>> begin TEXT TO READ
In September, I talked life and death and how kids perceive it. Luca and Rohan had their first sleepover with the grandparents. I talked about the sweet spot we're in with a 2 year old and 4 year old. I felt some visceral growing pains realizing that my kids won't need me forever like they need me now.

In October, we said goodbye to Ruby, our beloved dog of over 12 years. I spent my month with a focus on saying nice things. I chopped off about a foot of hair and Luca had her first dentist visit. My husband reminded me why I love him so and I got a nice response to my say nice things-inspired awkward Facebooking.

In November, we recapped Halloween and looked forward to the end of 2011. I started training for my first 5k and realized my ass claps in appreciation, and we showed our own appreciation (for ass clapping and all other things) with our Thankful Wall. I also finally unveiled our new french doors, which were installed in July but not completed until November. I marveled at my husband and his knack for teaching our kids the right lessons without even trying.
>> end TEXT TO READ
>> begin RAW RECORDS
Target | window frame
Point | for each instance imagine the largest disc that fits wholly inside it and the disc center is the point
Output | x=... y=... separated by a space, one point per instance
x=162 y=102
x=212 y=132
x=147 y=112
>> end RAW RECORDS
Carry the month-by-month family recap forward from its last sentence. These items stand apart from the text and are separate material.

In December, I tried to learn how to just say thank you. We spent one weekend on the coast and the next in the snow. I did my first 20 minute training run for the 5k in January. We decked the halls and the giant ass tree for Christmas. I set out in writing some goals for 2012, and then kicked them off right by buying some organization tools and running for 25 minutes straight for the first time in my life.

Friday, December 30, 2011

2 Miles.

Today I broke with tradition and did a daytime run. It's about 70 degrees outside, and sunny as hell, and I felt every degree of that 70 and every drop of sunshine.

Week 6 is complete, and my 25 minute run took me 2 miles. Not exactly speedy, for sure (it was probably a 13 minute mile, since I walked for 5 minutes before I started to run. And 'run' is not exactly accurate, given that pace.

But you know what? I did it. I ran for 25 minutes without stopping. And I logged it on my new favorite website when I got home ( so I could see how far I went. And I am damn proud of myself.


I've been struggling for a few months now with trying to follow WW and still live my life. Some days I completely forget to track food. Honestly, having to go on to the WW website and log in meals drives me kind of nuts. It takes longer than I want it to, and I get bored and frustrated.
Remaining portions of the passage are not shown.